Short task | Rewrite the records below with "shelf-audit tool" replaced by "site-inspection tool" everywhere it occurs, keeping everything else the same, and leave the pictures out of your answer.

Material supplied |
---
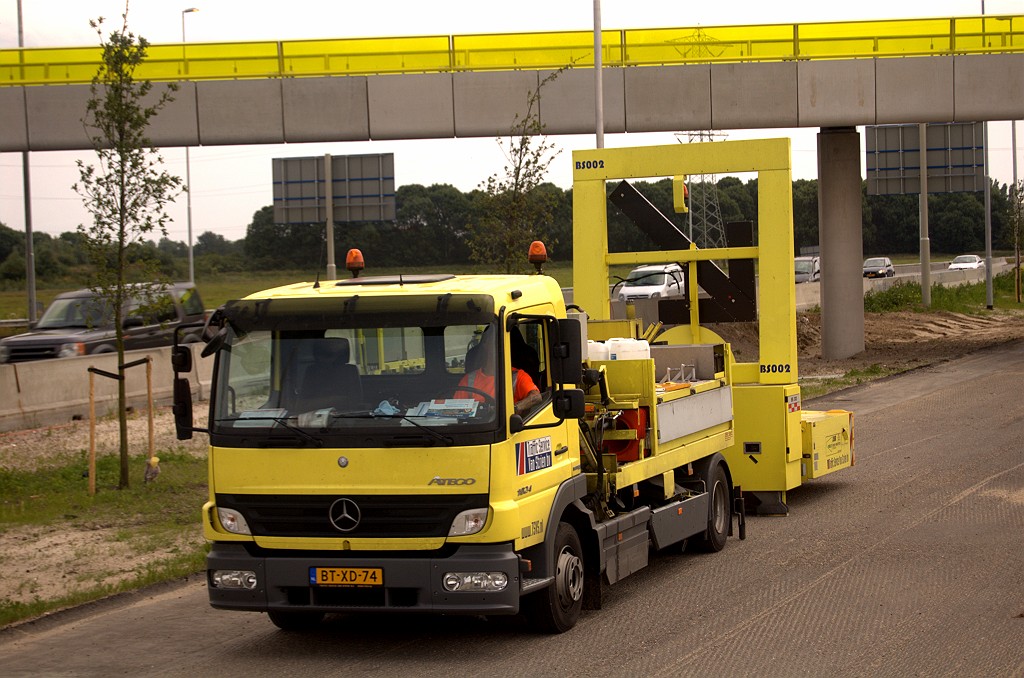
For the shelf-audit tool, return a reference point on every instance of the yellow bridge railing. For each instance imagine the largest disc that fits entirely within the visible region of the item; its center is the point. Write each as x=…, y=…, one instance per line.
x=360, y=56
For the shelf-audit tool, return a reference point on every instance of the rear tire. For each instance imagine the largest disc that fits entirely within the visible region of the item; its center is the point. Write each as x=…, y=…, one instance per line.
x=720, y=513
x=556, y=609
x=295, y=621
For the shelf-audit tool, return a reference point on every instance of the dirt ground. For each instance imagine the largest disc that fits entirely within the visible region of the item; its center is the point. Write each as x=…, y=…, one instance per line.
x=34, y=561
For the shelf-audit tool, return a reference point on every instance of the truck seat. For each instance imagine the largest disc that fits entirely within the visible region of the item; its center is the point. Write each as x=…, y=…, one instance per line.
x=329, y=380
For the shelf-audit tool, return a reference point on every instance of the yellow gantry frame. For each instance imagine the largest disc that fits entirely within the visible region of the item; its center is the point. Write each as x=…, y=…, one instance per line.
x=774, y=253
x=621, y=48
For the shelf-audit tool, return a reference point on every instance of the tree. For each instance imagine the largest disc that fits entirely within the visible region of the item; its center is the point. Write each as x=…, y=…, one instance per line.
x=126, y=192
x=512, y=211
x=1017, y=225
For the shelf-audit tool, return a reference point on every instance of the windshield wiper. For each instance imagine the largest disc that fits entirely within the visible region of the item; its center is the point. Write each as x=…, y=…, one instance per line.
x=446, y=439
x=284, y=422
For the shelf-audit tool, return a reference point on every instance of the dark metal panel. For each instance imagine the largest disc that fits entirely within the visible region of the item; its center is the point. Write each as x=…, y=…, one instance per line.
x=730, y=300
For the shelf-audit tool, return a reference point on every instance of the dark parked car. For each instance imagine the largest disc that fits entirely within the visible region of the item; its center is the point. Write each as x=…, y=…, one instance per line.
x=81, y=324
x=879, y=267
x=807, y=269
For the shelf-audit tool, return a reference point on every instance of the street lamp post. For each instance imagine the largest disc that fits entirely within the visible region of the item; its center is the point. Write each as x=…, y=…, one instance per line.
x=184, y=62
x=30, y=252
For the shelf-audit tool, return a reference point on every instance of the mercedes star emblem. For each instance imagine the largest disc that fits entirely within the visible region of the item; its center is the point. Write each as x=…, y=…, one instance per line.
x=344, y=514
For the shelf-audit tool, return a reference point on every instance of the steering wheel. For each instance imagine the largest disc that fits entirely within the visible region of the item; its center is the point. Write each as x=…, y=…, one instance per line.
x=488, y=399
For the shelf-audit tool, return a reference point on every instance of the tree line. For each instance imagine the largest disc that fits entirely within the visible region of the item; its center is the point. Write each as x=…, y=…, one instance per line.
x=437, y=225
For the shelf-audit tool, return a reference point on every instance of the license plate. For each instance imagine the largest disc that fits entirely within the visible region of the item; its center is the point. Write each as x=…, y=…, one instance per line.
x=346, y=577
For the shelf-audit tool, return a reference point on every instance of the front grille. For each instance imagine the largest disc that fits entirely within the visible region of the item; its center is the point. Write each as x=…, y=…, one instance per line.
x=380, y=516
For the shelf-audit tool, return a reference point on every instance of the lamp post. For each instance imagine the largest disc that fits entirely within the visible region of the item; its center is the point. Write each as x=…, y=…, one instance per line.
x=30, y=254
x=184, y=66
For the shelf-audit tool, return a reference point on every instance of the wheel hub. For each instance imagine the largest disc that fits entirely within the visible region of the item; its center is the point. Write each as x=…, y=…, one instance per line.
x=568, y=578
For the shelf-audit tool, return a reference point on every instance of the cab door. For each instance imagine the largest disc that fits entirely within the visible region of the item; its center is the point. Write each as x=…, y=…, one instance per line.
x=542, y=457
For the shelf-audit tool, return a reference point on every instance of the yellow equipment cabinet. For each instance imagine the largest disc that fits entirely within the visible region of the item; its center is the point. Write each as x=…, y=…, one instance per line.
x=777, y=445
---
Expected answer |
For the site-inspection tool, return a reference point on every instance of the yellow bridge railing. For each instance imagine the largest disc that fits entirely within the visible region of the item; its center is the point. Write each as x=…, y=…, one instance per line.
x=360, y=56
For the site-inspection tool, return a reference point on every instance of the rear tire. For each instance imagine the largest disc that fits entirely within the visible region of the item; its center is the point. Write each as x=…, y=…, one instance per line.
x=720, y=513
x=556, y=609
x=295, y=621
For the site-inspection tool, return a reference point on every instance of the dirt ground. For each instance imagine the largest disc that fits entirely within the visible region of the item; its center is the point. Write each as x=…, y=…, one instance per line.
x=34, y=561
For the site-inspection tool, return a reference point on every instance of the truck seat. For each instance imagine the largest disc that fits entirely within the visible region of the item; its center is the point. Write each as x=…, y=…, one instance per line.
x=329, y=380
For the site-inspection tool, return a reference point on every instance of the yellow gantry frame. For each instance imagine the largest disc that fits entirely within the visible region of the item; its center is the point. Write each as x=…, y=…, one instance per line.
x=774, y=253
x=621, y=48
For the site-inspection tool, return a reference point on every instance of the tree. For each instance imagine the largest disc that fits entirely within the visible region of the item; its center is the point. Write each as x=…, y=…, one instance per line.
x=126, y=192
x=512, y=211
x=1017, y=225
For the site-inspection tool, return a reference point on every instance of the windshield wiper. For each instance imagine the largest disc that fits entirely within the visible region of the item; its center is the point. Write each as x=…, y=…, one instance per line.
x=446, y=439
x=284, y=422
For the site-inspection tool, return a reference point on every instance of the dark metal panel. For each instance imagine the largest disc that fits entirely within the visible region of the item; its center is the point. Write each as x=…, y=…, one instance per line.
x=730, y=300
For the site-inspection tool, return a reference point on every instance of the dark parked car. For each instance imagine the largest disc that fits entirely within the visible region of the item; its center is the point. Write each as x=…, y=…, one instance per line.
x=81, y=324
x=879, y=267
x=807, y=269
For the site-inspection tool, return a reference point on every instance of the street lamp post. For each instance imagine the largest disc that fits entirely within the visible region of the item; its center is the point. Write each as x=…, y=…, one instance per line.
x=184, y=62
x=30, y=252
For the site-inspection tool, return a reference point on every instance of the mercedes star emblem. For each instance imagine the largest disc that fits entirely within the visible region of the item; its center is the point. Write each as x=…, y=…, one instance per line.
x=344, y=514
For the site-inspection tool, return a reference point on every instance of the steering wheel. For each instance imagine the largest disc that fits entirely within the visible region of the item; its center is the point. Write each as x=…, y=…, one instance per line.
x=488, y=399
For the site-inspection tool, return a reference point on every instance of the tree line. For each instance imagine the largest disc that fits entirely within the visible region of the item; its center is the point. Write each as x=…, y=…, one instance per line.
x=437, y=225
For the site-inspection tool, return a reference point on every instance of the license plate. For each instance imagine the largest disc that fits entirely within the visible region of the item; its center is the point. Write each as x=…, y=…, one instance per line.
x=346, y=577
For the site-inspection tool, return a reference point on every instance of the front grille. For each instance imagine the largest disc that fits entirely within the visible region of the item; its center is the point. Write each as x=…, y=…, one instance per line.
x=380, y=516
For the site-inspection tool, return a reference point on every instance of the lamp post. For each instance imagine the largest disc that fits entirely within the visible region of the item; its center is the point. Write each as x=…, y=…, one instance per line.
x=30, y=254
x=184, y=66
For the site-inspection tool, return a reference point on every instance of the wheel hub. For each instance imagine the largest disc that fits entirely within the visible region of the item; its center is the point. Write each as x=…, y=…, one instance per line.
x=568, y=578
For the site-inspection tool, return a reference point on every instance of the cab door. For each instance imagine the largest disc that fits entirely within the visible region of the item; its center is the point. Write each as x=…, y=…, one instance per line.
x=542, y=457
For the site-inspection tool, return a reference point on every instance of the yellow equipment cabinet. For each instance imagine the largest disc that fits entirely within the visible region of the item; its center is the point. Write each as x=…, y=…, one instance per line.
x=777, y=445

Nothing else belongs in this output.